### Given instruction
Echo the data word for word, starting at the very beginning and ending with the line that contains "POLYGON ((249 85, 247", with that line included. Leave the pictures out of your answer.

### Given data
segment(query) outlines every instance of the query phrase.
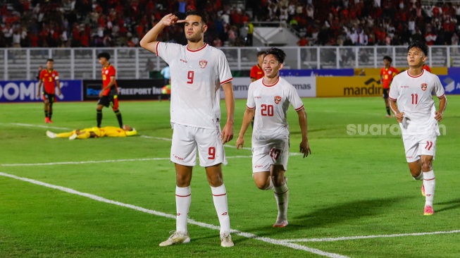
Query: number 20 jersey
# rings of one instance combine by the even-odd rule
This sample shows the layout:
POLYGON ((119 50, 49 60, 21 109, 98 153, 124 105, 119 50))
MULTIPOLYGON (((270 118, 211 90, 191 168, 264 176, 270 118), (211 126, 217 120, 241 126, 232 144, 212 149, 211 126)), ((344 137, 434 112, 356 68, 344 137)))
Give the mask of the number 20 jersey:
POLYGON ((171 72, 171 123, 216 129, 220 122, 220 85, 232 80, 223 52, 204 44, 187 46, 157 42, 156 55, 171 72))
POLYGON ((403 135, 423 135, 433 130, 439 135, 433 92, 440 98, 445 94, 440 78, 425 70, 422 69, 418 76, 412 76, 407 70, 394 77, 390 99, 397 101, 399 112, 410 119, 407 128, 401 128, 403 135))
POLYGON ((249 85, 247 94, 248 109, 256 109, 252 132, 252 147, 261 147, 273 140, 287 139, 289 125, 287 114, 289 105, 296 111, 304 104, 294 86, 278 77, 273 85, 258 80, 249 85))

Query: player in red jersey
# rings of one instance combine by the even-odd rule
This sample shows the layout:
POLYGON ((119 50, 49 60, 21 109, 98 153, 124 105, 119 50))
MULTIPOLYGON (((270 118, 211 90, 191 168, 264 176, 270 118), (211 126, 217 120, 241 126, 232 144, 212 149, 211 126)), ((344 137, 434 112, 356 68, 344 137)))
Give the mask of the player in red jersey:
POLYGON ((380 70, 380 84, 382 84, 382 87, 383 88, 383 100, 385 100, 385 106, 387 108, 386 117, 391 117, 391 113, 390 113, 390 102, 388 101, 390 86, 393 80, 393 78, 399 73, 395 68, 391 66, 392 61, 393 59, 388 56, 383 56, 385 67, 383 67, 380 70))
POLYGON ((251 68, 251 73, 249 74, 249 76, 251 77, 251 82, 263 78, 263 70, 262 70, 263 57, 265 57, 264 51, 259 51, 257 52, 257 60, 259 61, 259 63, 251 68))
POLYGON ((43 84, 43 92, 42 97, 44 104, 44 122, 53 123, 51 116, 53 115, 53 103, 56 99, 56 87, 58 87, 58 95, 61 95, 61 86, 59 85, 59 75, 53 68, 54 61, 46 60, 46 69, 43 69, 39 75, 38 92, 37 97, 40 97, 40 90, 43 84))
MULTIPOLYGON (((255 82, 256 80, 263 78, 263 70, 262 70, 262 63, 263 63, 263 58, 265 57, 265 51, 259 51, 257 52, 257 63, 255 66, 252 66, 251 68, 251 73, 249 73, 249 77, 251 77, 251 82, 255 82)), ((251 125, 254 127, 254 118, 252 118, 252 121, 251 122, 251 125)))
POLYGON ((117 82, 115 80, 115 68, 110 63, 110 54, 108 53, 100 53, 97 55, 99 63, 102 66, 102 90, 99 92, 99 100, 97 102, 97 127, 101 127, 102 122, 102 108, 104 106, 112 106, 112 109, 117 116, 120 128, 123 126, 121 119, 121 113, 118 110, 118 88, 117 82))

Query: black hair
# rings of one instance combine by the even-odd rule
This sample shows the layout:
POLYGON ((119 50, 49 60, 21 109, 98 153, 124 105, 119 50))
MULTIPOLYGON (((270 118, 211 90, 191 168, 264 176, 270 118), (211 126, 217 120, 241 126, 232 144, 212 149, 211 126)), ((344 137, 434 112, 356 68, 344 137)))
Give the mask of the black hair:
POLYGON ((265 53, 266 53, 266 50, 261 50, 257 52, 257 57, 260 56, 261 55, 264 55, 265 53))
POLYGON ((407 51, 409 52, 411 48, 416 47, 423 52, 423 54, 426 56, 428 54, 428 46, 426 45, 426 43, 422 42, 421 41, 414 41, 412 43, 409 44, 407 47, 407 51))
POLYGON ((203 11, 190 9, 185 13, 185 17, 188 16, 199 16, 201 18, 201 22, 203 22, 204 24, 208 23, 208 16, 203 11))
POLYGON ((391 62, 393 61, 393 59, 392 59, 391 57, 390 57, 390 56, 383 56, 383 60, 388 60, 388 61, 390 62, 390 63, 391 63, 391 62))
POLYGON ((280 63, 283 63, 285 61, 285 58, 286 58, 286 53, 285 53, 284 51, 276 47, 272 47, 271 49, 265 51, 266 56, 269 54, 273 55, 273 56, 275 56, 275 59, 276 59, 280 63))
POLYGON ((107 52, 99 53, 97 55, 97 59, 100 59, 101 57, 104 57, 104 59, 107 59, 107 61, 108 61, 110 59, 110 54, 108 54, 107 52))

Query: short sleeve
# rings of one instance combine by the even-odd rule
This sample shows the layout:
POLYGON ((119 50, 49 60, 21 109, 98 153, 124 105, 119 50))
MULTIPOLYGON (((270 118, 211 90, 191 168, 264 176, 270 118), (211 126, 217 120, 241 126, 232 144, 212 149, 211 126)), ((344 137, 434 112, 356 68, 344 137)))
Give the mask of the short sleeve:
POLYGON ((175 43, 156 42, 156 56, 160 56, 167 63, 180 52, 180 46, 175 43))
POLYGON ((442 87, 440 78, 436 75, 435 77, 435 93, 436 94, 436 97, 442 98, 445 95, 444 87, 442 87))
POLYGON ((223 84, 231 82, 233 78, 232 77, 232 72, 230 72, 227 58, 222 51, 219 54, 218 62, 219 66, 218 70, 219 72, 219 81, 222 85, 223 84))
POLYGON ((399 97, 399 81, 397 78, 394 78, 392 82, 392 86, 390 87, 390 93, 388 93, 388 98, 391 100, 397 100, 399 97))
POLYGON ((256 86, 254 82, 249 85, 249 89, 247 91, 247 101, 246 102, 246 107, 249 109, 254 109, 256 108, 256 102, 254 102, 254 92, 256 86))
POLYGON ((287 100, 289 100, 291 105, 296 111, 298 111, 304 108, 304 102, 299 96, 299 93, 295 90, 294 86, 290 85, 287 88, 287 100))

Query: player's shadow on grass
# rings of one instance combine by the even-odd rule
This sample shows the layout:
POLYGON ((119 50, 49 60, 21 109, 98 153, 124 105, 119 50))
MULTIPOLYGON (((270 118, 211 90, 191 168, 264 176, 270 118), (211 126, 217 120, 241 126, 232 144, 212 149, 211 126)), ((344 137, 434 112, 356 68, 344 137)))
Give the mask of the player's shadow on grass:
POLYGON ((460 198, 452 199, 448 202, 435 203, 435 206, 441 207, 441 209, 435 209, 435 212, 441 212, 449 209, 460 209, 460 198))
MULTIPOLYGON (((289 226, 282 228, 282 231, 295 231, 313 228, 320 228, 324 226, 340 225, 356 221, 361 217, 370 217, 380 214, 387 210, 395 203, 404 200, 403 197, 375 198, 357 200, 341 203, 335 206, 316 209, 307 212, 304 215, 296 216, 289 219, 289 226)), ((308 209, 308 206, 306 206, 308 209)), ((289 214, 288 214, 289 216, 289 214)), ((245 232, 257 232, 259 236, 269 236, 277 235, 279 230, 273 228, 271 225, 263 227, 247 228, 245 232)))

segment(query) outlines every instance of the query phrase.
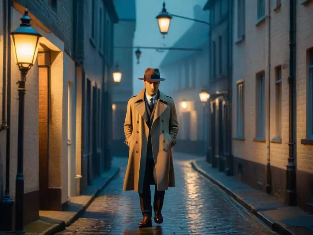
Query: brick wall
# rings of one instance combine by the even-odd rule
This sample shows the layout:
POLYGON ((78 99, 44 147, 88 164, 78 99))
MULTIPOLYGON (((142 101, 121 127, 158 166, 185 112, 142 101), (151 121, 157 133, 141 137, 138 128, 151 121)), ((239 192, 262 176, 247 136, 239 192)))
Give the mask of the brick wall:
POLYGON ((73 0, 15 0, 14 2, 28 9, 64 42, 65 51, 71 54, 73 0), (55 2, 56 4, 53 3, 55 2))
MULTIPOLYGON (((236 35, 234 35, 233 137, 236 137, 236 82, 243 79, 244 91, 244 140, 235 138, 234 140, 233 153, 235 157, 264 165, 267 162, 268 148, 269 148, 270 164, 272 169, 272 190, 274 195, 284 196, 289 142, 288 79, 289 75, 289 2, 283 0, 281 5, 275 8, 273 5, 275 1, 272 1, 270 10, 267 5, 268 1, 266 1, 265 19, 257 24, 256 24, 257 1, 245 1, 244 39, 240 43, 236 43, 236 35), (268 24, 269 13, 271 19, 270 29, 268 24), (268 50, 269 37, 270 39, 270 51, 268 50), (269 61, 268 60, 269 58, 270 60, 269 61), (268 66, 269 62, 270 63, 269 68, 268 66), (275 71, 276 66, 281 66, 282 71, 281 143, 274 143, 272 140, 276 135, 277 124, 275 71), (266 142, 260 142, 254 141, 256 127, 255 75, 263 70, 265 71, 265 74, 266 142), (268 134, 269 98, 270 98, 269 139, 268 134)), ((300 1, 297 1, 296 11, 297 190, 298 203, 300 206, 304 207, 305 203, 309 200, 310 189, 311 185, 313 184, 311 175, 313 173, 313 146, 301 144, 300 143, 301 139, 306 137, 306 122, 309 121, 306 118, 306 84, 308 77, 306 52, 308 49, 313 47, 313 35, 310 30, 313 20, 313 3, 303 5, 300 1)), ((234 19, 235 28, 237 27, 236 17, 235 14, 234 19)), ((266 180, 265 170, 255 174, 263 174, 263 176, 260 177, 263 177, 263 182, 266 180)), ((252 183, 256 184, 257 182, 252 183)))

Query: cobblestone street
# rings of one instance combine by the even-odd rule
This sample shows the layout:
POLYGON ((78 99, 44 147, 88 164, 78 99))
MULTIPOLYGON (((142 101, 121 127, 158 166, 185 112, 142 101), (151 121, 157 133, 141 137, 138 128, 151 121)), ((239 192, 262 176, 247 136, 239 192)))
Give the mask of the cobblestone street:
POLYGON ((142 218, 139 196, 133 191, 122 191, 126 170, 123 167, 82 217, 58 234, 273 234, 194 171, 189 163, 193 159, 176 153, 174 156, 176 187, 166 192, 162 211, 164 222, 161 226, 156 226, 152 218, 152 228, 138 228, 142 218))

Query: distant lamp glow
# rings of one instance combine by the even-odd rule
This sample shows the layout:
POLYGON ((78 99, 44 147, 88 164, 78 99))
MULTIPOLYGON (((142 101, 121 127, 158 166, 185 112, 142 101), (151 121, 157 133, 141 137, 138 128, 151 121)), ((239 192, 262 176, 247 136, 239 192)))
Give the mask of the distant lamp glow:
POLYGON ((166 11, 165 2, 163 2, 163 8, 162 9, 162 11, 159 13, 156 18, 157 19, 160 32, 163 34, 163 38, 164 38, 164 36, 166 34, 167 34, 168 32, 171 20, 172 18, 166 11))
POLYGON ((205 89, 205 87, 202 88, 202 90, 199 93, 199 97, 200 98, 200 100, 203 104, 205 104, 210 98, 210 94, 208 93, 205 89))
POLYGON ((115 69, 113 72, 113 80, 114 82, 117 83, 120 83, 122 80, 122 73, 120 71, 118 64, 116 64, 115 69))
POLYGON ((29 69, 35 64, 41 35, 30 26, 28 11, 21 18, 22 24, 11 33, 15 51, 17 65, 20 70, 29 69))
POLYGON ((141 55, 141 51, 140 51, 139 48, 137 49, 135 52, 135 55, 136 55, 136 58, 137 58, 137 64, 139 64, 139 59, 140 58, 140 56, 141 55))

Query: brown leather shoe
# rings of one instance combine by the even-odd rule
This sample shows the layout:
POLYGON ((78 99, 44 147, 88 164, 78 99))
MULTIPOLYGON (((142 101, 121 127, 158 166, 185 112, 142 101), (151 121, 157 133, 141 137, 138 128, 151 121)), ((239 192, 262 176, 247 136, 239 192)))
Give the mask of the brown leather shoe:
POLYGON ((152 222, 151 217, 147 216, 144 216, 142 218, 142 221, 139 223, 140 228, 147 228, 152 227, 152 222))
POLYGON ((154 213, 154 222, 157 224, 162 224, 163 222, 163 217, 160 212, 156 212, 154 213))

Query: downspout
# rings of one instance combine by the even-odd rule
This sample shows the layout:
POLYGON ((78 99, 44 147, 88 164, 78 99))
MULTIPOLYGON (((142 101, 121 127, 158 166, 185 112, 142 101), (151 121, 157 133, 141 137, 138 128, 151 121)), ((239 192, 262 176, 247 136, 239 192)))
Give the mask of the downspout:
POLYGON ((296 205, 296 172, 295 158, 295 15, 296 0, 290 0, 289 31, 289 143, 288 164, 286 166, 286 201, 288 206, 296 205))
POLYGON ((232 100, 233 88, 233 1, 229 1, 228 2, 228 12, 229 12, 228 25, 228 97, 227 99, 228 102, 228 110, 227 113, 227 122, 228 126, 228 143, 227 151, 228 152, 228 159, 227 159, 227 168, 225 169, 226 174, 228 176, 233 175, 233 155, 232 154, 232 100))
MULTIPOLYGON (((7 87, 7 49, 8 44, 8 3, 3 1, 3 70, 2 79, 2 120, 0 132, 8 128, 8 125, 6 119, 6 99, 7 87)), ((8 107, 9 107, 8 106, 8 107)))
POLYGON ((267 69, 269 71, 269 102, 268 110, 268 140, 269 147, 267 148, 267 164, 266 164, 266 193, 270 194, 272 191, 272 175, 271 174, 270 164, 270 112, 271 112, 271 1, 268 1, 269 16, 268 18, 269 30, 269 40, 268 43, 268 64, 267 69))
MULTIPOLYGON (((14 201, 11 197, 10 194, 10 172, 11 172, 10 161, 10 129, 9 127, 11 124, 11 40, 10 34, 11 32, 12 24, 12 13, 11 7, 12 6, 12 0, 5 0, 3 1, 3 9, 4 15, 7 16, 7 18, 5 18, 5 20, 3 22, 6 24, 5 22, 7 22, 7 26, 3 29, 5 30, 3 31, 5 36, 4 38, 3 54, 6 53, 6 46, 7 46, 7 58, 3 56, 3 67, 4 70, 7 69, 7 129, 6 134, 6 145, 5 160, 5 189, 4 195, 2 198, 2 211, 3 217, 2 218, 1 230, 5 231, 11 231, 12 230, 13 213, 13 203, 14 201), (6 45, 5 44, 6 42, 6 45), (8 60, 7 64, 6 66, 4 66, 4 63, 8 60)), ((3 80, 5 77, 5 74, 4 73, 3 80)), ((3 97, 4 97, 4 96, 3 97)))

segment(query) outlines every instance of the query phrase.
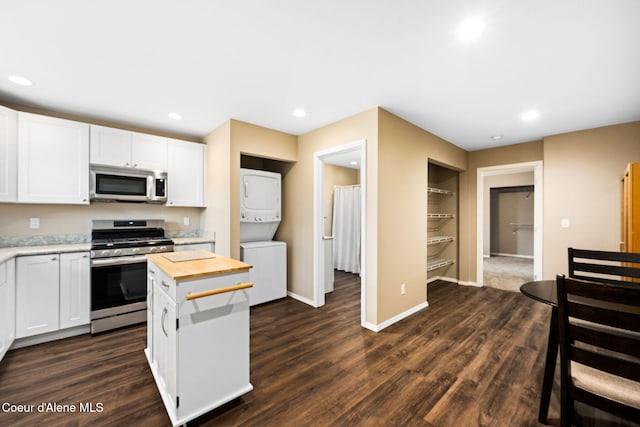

### Result of the task
segment(query) outlines every instance of the query phrase.
Query: number 20 jersey
# rings of one instance combine by the even-odd rule
This sample shows the layout:
POLYGON ((119 50, 49 60, 21 109, 98 153, 124 105, 119 50))
MULTIPOLYGON (((270 118, 211 90, 191 168, 264 176, 270 118), (211 126, 217 120, 241 126, 232 144, 212 149, 211 126)), ((344 137, 434 112, 356 68, 344 137)))
Give the mask of the number 20 jersey:
POLYGON ((171 72, 171 123, 216 129, 220 122, 220 85, 232 80, 223 52, 204 44, 187 46, 157 42, 156 55, 171 72))
POLYGON ((403 135, 423 135, 433 130, 439 135, 433 92, 440 98, 445 94, 440 78, 425 70, 422 69, 418 76, 412 76, 407 70, 394 77, 390 99, 397 101, 399 112, 410 119, 407 128, 401 128, 403 135))
POLYGON ((249 85, 247 94, 248 109, 256 109, 252 132, 252 147, 261 147, 273 140, 287 139, 289 125, 287 114, 289 105, 296 111, 304 104, 294 86, 278 77, 273 85, 258 80, 249 85))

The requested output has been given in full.